» **Task goal**
Can you extend the pastor's reflection on burning written sins at Ash Wednesday, picking up after its last sentence?
(Source passage begins)
This reminded me of my first congregation I served as a pastor, the assistant pastor (This congregation was and still is in The Lutheran Church-MIssouri Synod).  At Ash Wednesday, the practice was for everyone to write their sins on slips of paper.  An old metal flower vase was prepared with paper towels soaked with flammable liquid, then the senior pastor and I knelt before the vase, as we led a litany of confession, with us putting the slips of paper, along with last years palms  to the fire with  the response to the effect, We commit our sins to the flame of the Holy Spirit,,,later we took the ashes, mixed them oil for the cross anointing during distribution of Communion (that’s another story!) 

I thought at the time, well, this is pretty cool…and yet kind of weird.  Watching that Big-Bang episode, it hit me like a ton of bricks what was wrong with the practice on Ash Wednesday burning of slips of paper (or skeet-shooting sins)  with our sins written  on them:

First and crucial:  neither skeet-shooting sins nor burning the words of sin on a slip of paper are Biblical at all which leads to the following observations:

  • This practice is not commanded nor promised by the Lord.
  • Our “record of debt” has been recorded on one place:  His Cross.  See Colossians 2:14
  • Creativity is a gift from God reflecting His creative Word, but in liturgy His Word alone is to have full reign to create and recreate, our creativity cannot.  Our creativity can make music, art, literature, for which we thank the Lord,but our creativity cannot absolve sinners.  “Creative liturgy” makes no Biblical sense.
(Source passage ends)
(Recorded data begins)
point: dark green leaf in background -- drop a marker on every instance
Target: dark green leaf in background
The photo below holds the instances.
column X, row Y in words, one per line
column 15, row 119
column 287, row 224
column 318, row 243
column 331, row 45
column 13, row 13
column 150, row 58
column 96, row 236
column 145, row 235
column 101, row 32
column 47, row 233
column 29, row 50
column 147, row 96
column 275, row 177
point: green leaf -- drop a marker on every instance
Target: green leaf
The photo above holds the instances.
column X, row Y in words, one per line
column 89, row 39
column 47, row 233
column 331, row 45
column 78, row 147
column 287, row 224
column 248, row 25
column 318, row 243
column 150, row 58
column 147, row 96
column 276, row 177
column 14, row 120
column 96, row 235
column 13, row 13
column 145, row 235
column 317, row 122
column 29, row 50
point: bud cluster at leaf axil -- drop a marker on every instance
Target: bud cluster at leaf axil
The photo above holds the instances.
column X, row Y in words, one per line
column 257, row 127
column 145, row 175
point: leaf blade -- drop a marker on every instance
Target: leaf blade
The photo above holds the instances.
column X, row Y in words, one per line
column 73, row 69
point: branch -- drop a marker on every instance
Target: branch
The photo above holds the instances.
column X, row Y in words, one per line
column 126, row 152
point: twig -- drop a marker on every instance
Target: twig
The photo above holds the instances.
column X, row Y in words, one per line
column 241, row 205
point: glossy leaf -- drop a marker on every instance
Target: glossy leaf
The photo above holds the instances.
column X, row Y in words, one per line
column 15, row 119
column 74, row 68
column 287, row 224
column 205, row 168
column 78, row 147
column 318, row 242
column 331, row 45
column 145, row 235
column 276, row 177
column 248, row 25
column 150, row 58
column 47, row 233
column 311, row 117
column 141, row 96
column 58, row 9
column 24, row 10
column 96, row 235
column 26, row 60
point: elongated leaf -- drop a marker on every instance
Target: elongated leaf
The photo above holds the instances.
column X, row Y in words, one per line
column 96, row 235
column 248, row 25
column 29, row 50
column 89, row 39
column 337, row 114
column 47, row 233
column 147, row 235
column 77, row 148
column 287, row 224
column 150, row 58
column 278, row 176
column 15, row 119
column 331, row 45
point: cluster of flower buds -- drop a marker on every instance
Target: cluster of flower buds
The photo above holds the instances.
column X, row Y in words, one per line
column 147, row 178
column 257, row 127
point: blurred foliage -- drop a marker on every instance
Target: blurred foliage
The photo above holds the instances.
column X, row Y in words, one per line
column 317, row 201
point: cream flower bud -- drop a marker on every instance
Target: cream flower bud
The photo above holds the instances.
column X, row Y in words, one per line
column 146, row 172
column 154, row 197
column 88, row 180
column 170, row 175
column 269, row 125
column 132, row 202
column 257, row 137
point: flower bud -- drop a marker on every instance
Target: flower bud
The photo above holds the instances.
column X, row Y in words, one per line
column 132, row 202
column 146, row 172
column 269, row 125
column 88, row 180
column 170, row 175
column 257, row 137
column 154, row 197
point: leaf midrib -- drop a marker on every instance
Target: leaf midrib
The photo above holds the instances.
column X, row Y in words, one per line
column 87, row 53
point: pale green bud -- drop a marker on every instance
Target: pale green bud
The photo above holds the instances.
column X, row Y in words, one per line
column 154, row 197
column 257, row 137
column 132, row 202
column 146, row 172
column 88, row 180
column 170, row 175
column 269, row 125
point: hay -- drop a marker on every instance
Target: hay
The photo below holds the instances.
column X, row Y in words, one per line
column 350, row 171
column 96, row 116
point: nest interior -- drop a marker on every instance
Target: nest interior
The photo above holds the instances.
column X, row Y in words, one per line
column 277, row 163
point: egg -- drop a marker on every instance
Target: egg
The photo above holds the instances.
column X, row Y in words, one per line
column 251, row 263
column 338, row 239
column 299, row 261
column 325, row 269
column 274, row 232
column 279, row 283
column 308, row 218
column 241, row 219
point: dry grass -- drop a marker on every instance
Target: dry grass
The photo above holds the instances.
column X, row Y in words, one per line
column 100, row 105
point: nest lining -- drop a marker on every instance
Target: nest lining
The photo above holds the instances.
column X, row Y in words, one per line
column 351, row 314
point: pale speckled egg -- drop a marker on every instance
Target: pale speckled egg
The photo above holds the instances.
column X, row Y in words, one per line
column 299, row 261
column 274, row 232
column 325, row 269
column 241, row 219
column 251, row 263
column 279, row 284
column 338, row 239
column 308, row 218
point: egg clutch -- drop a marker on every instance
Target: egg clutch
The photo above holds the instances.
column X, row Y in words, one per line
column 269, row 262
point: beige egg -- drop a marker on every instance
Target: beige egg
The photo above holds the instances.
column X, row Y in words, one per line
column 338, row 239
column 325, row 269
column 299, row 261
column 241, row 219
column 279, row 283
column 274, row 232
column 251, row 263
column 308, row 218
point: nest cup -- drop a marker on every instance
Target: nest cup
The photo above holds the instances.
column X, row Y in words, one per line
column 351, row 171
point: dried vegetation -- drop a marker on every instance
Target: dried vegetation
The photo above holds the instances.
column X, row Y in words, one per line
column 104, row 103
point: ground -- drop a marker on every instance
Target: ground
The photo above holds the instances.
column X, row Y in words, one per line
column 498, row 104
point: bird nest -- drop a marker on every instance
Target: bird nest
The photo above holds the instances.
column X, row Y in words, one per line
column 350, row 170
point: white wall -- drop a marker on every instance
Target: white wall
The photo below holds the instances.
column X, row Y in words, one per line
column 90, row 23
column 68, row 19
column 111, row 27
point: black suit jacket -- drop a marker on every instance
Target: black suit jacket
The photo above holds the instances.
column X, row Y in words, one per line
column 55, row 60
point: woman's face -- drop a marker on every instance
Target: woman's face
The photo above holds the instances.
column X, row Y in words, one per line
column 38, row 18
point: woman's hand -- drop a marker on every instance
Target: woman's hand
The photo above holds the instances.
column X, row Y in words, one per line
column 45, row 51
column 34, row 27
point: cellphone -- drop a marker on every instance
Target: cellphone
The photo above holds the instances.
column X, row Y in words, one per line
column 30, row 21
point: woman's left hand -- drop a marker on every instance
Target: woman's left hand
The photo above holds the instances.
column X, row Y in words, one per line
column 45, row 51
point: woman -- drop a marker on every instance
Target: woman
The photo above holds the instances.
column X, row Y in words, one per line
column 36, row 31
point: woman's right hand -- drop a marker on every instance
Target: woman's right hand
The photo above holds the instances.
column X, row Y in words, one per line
(Recorded data ends)
» **Reply to the task**
  • It is confusing:  were our sins forgiven when we burned them? No, not really, because there still was the Word of Absolution, so why do it?  Sheldon’s Mom probably thought her sins were forgiven when she shot them away.  It would be an interesting poll to ask the worshipers at my first congregation on those Ash Wednesdays: in the Liturgy when were your sins absolved/forgiven? Such a practice is catechetically confusing. But you and I can not shoot nor burn our own sins away, only the Lord can do that as He has done so once and for all on Golgotha.
  • Faith comes by what is heard, not seen as in “burning sin on paper” (see   2 Corinthians 5:7Romans 10:17). His Word alone forgives, through the Word He has given us.  The Lord has given us the way to forgive:  confession and forgiveness.  This is much more difficult than a gimmick!  It is dangerous to use non-Biblical means because they can lead the faithful down the wrong road and wrong roads can seem the right way but we are still lost. The motto of the Reformation sola Scriptura, Scripture alone is more than a motto:  His Word shows us when we have made a wrong turn and sets us on the right path to Him.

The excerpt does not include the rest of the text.